DIRECTIONS FOR THIS TASK:
Can you format every line of the entries below as a Markdown table with the columns Row and Line, numbering each line and leaving out any blank lines?

(Segmentation mask data)
▼
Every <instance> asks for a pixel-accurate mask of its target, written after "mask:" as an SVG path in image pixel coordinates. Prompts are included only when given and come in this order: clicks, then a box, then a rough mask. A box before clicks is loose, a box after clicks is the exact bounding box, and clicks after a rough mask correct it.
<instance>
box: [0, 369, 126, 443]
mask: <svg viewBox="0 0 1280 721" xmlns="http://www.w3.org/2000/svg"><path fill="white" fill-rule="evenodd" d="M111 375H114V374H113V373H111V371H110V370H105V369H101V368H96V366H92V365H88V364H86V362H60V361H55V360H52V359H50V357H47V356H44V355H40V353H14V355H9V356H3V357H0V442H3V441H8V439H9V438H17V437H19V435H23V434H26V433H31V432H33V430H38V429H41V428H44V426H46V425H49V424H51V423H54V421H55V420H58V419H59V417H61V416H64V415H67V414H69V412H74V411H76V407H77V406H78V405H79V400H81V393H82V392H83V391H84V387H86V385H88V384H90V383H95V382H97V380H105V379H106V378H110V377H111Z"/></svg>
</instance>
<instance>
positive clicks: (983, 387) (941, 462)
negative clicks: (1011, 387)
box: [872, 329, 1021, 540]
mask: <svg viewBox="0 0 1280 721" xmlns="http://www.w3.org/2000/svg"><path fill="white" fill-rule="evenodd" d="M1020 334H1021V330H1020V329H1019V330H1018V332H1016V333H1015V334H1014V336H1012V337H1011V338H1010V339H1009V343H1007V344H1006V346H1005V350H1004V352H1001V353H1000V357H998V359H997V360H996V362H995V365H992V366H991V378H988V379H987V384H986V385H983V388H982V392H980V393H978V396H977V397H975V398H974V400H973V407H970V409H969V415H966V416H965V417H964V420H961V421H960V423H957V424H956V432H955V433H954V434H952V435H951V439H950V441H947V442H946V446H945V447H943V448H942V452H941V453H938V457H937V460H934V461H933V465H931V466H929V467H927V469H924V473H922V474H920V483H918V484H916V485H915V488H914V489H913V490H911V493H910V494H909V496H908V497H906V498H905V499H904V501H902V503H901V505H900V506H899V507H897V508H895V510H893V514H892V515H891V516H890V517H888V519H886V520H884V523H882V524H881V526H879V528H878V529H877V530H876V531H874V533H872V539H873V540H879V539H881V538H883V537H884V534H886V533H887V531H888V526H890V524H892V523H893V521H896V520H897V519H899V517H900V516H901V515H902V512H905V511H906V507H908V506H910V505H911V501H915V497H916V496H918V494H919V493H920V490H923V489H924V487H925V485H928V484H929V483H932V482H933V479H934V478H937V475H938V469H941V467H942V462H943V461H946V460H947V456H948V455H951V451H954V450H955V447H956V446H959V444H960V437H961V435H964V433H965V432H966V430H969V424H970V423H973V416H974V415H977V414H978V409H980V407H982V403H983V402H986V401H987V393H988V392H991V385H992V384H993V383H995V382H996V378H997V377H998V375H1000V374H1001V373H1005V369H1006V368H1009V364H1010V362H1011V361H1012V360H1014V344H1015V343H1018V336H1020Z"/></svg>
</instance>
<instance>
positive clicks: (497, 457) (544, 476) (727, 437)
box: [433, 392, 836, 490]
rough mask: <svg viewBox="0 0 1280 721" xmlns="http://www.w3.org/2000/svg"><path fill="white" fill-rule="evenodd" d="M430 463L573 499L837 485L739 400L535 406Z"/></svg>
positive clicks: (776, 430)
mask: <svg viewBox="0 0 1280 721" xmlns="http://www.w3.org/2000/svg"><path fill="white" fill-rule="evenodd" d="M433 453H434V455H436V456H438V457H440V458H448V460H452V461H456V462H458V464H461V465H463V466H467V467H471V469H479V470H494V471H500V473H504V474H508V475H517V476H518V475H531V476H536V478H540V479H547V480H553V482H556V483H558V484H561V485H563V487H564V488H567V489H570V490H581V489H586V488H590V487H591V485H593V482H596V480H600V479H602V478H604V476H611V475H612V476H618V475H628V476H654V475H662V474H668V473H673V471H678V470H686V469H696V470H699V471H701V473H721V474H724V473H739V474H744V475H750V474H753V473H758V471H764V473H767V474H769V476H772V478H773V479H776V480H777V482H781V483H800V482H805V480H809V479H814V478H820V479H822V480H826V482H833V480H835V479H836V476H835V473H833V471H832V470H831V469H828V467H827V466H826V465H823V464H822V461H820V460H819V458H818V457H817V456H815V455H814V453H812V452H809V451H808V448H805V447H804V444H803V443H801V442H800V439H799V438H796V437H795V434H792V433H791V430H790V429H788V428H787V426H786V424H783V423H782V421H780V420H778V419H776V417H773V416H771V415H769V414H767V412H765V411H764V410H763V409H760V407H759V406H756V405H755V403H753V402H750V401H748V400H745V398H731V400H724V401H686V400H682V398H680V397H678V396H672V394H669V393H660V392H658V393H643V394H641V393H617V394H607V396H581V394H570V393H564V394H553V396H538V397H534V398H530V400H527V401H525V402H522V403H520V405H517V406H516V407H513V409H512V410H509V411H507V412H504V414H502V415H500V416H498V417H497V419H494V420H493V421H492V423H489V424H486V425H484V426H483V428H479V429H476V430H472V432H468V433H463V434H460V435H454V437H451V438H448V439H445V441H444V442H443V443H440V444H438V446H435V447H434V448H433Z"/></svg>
▲
TASK SOLUTION:
| Row | Line |
|---|---|
| 1 | Every <instance> asks for a pixel-accurate mask of its target, written after "mask:" as an SVG path in image pixel coordinates. Prompts are included only when given and come in this order: clicks, then a box, then a rough mask. A box before clicks is loose, a box after clicks is the exact bounding box, and clicks after a rough mask correct it. |
| 2 | <instance> |
| 3 | box: [0, 369, 126, 443] |
| 4 | mask: <svg viewBox="0 0 1280 721" xmlns="http://www.w3.org/2000/svg"><path fill="white" fill-rule="evenodd" d="M111 375H114V374H113V373H111V371H110V370H105V369H101V368H96V366H92V365H88V364H86V362H60V361H55V360H52V359H50V357H47V356H44V355H40V353H14V355H9V356H3V357H0V442H3V441H8V439H9V438H17V437H19V435H23V434H26V433H31V432H33V430H38V429H41V428H44V426H46V425H49V424H51V423H54V421H55V420H58V419H59V417H61V416H64V415H67V414H69V412H74V411H76V407H77V406H78V405H79V400H81V393H82V392H83V391H84V387H86V385H88V384H90V383H95V382H97V380H105V379H106V378H110V377H111Z"/></svg> |
| 5 | </instance> |
| 6 | <instance> |
| 7 | positive clicks: (983, 387) (941, 462) |
| 8 | negative clicks: (1011, 387) |
| 9 | box: [872, 329, 1021, 540] |
| 10 | mask: <svg viewBox="0 0 1280 721" xmlns="http://www.w3.org/2000/svg"><path fill="white" fill-rule="evenodd" d="M1020 334H1021V330H1020V329H1019V330H1018V332H1016V333H1015V334H1014V336H1012V337H1011V338H1010V339H1009V343H1007V344H1006V346H1005V350H1004V352H1001V353H1000V357H998V359H997V360H996V362H995V365H992V366H991V378H988V379H987V384H986V385H983V388H982V392H980V393H978V396H977V397H975V398H974V400H973V407H970V409H969V415H966V416H965V417H964V420H961V421H960V423H957V424H956V432H955V433H954V434H952V435H951V439H950V441H947V442H946V446H945V447H943V448H942V452H941V453H938V457H937V460H934V461H933V465H931V466H929V467H927V469H924V473H922V474H920V483H918V484H916V485H915V488H914V489H913V490H911V493H910V494H909V496H908V497H906V498H905V499H904V501H902V503H901V505H900V506H899V507H897V508H895V510H893V514H892V515H891V516H890V517H888V519H886V520H884V523H882V524H881V526H879V528H878V529H877V530H876V531H874V533H872V539H873V540H879V539H881V538H883V537H884V534H886V533H887V531H888V526H890V524H892V523H893V521H896V520H897V519H899V517H900V516H901V515H902V512H905V511H906V507H908V506H910V505H911V501H915V497H916V496H918V494H919V493H920V490H923V489H924V487H925V485H928V484H929V483H932V482H933V479H934V478H937V475H938V469H941V467H942V462H943V461H946V460H947V456H948V455H951V451H954V450H955V447H956V446H959V444H960V437H961V435H964V433H965V432H966V430H969V424H970V423H973V416H974V415H977V414H978V409H980V407H982V403H983V402H986V401H987V393H988V392H991V385H992V384H993V383H995V382H996V378H997V377H998V375H1000V374H1001V373H1005V369H1006V368H1009V364H1010V362H1011V361H1012V360H1014V344H1015V343H1018V336H1020Z"/></svg> |
| 11 | </instance> |
| 12 | <instance> |
| 13 | positive clicks: (497, 457) (544, 476) (727, 437) |
| 14 | box: [433, 392, 836, 490] |
| 15 | rough mask: <svg viewBox="0 0 1280 721" xmlns="http://www.w3.org/2000/svg"><path fill="white" fill-rule="evenodd" d="M430 463L573 499L837 485L739 400L535 406Z"/></svg> |
| 16 | positive clicks: (776, 430) |
| 17 | mask: <svg viewBox="0 0 1280 721" xmlns="http://www.w3.org/2000/svg"><path fill="white" fill-rule="evenodd" d="M433 453H434V455H436V456H438V457H440V458H448V460H452V461H456V462H458V464H461V465H463V466H467V467H471V469H479V470H494V471H500V473H504V474H508V475H517V476H518V475H531V476H536V478H540V479H547V480H553V482H556V483H558V484H561V485H563V487H564V488H567V489H570V490H581V489H586V488H590V487H591V485H593V482H596V480H600V479H602V478H604V476H611V475H612V476H618V475H628V476H654V475H662V474H668V473H673V471H678V470H686V469H696V470H699V471H701V473H721V474H724V473H739V474H744V475H750V474H753V473H758V471H764V473H767V474H769V476H772V478H773V479H776V480H777V482H781V483H800V482H805V480H809V479H814V478H820V479H822V480H826V482H833V480H835V479H836V476H835V473H833V471H832V470H831V469H828V467H827V466H826V465H823V464H822V461H820V460H819V458H818V457H817V456H815V455H814V453H812V452H809V451H808V448H805V447H804V444H803V443H801V442H800V439H799V438H796V437H795V434H792V433H791V430H790V429H788V428H787V426H786V424H783V423H782V421H780V420H778V419H776V417H773V416H771V415H769V414H767V412H765V411H764V410H763V409H760V407H759V406H756V405H755V403H753V402H750V401H748V400H745V398H731V400H724V401H686V400H682V398H680V397H678V396H672V394H669V393H660V392H658V393H643V394H641V393H617V394H607V396H581V394H570V393H564V394H553V396H538V397H534V398H530V400H527V401H525V402H522V403H520V405H517V406H516V407H513V409H512V410H509V411H507V412H504V414H502V415H500V416H498V417H497V419H494V420H493V421H492V423H489V424H486V425H484V426H483V428H479V429H476V430H472V432H468V433H463V434H460V435H454V437H451V438H448V439H445V441H444V442H443V443H440V444H438V446H435V447H434V448H433Z"/></svg> |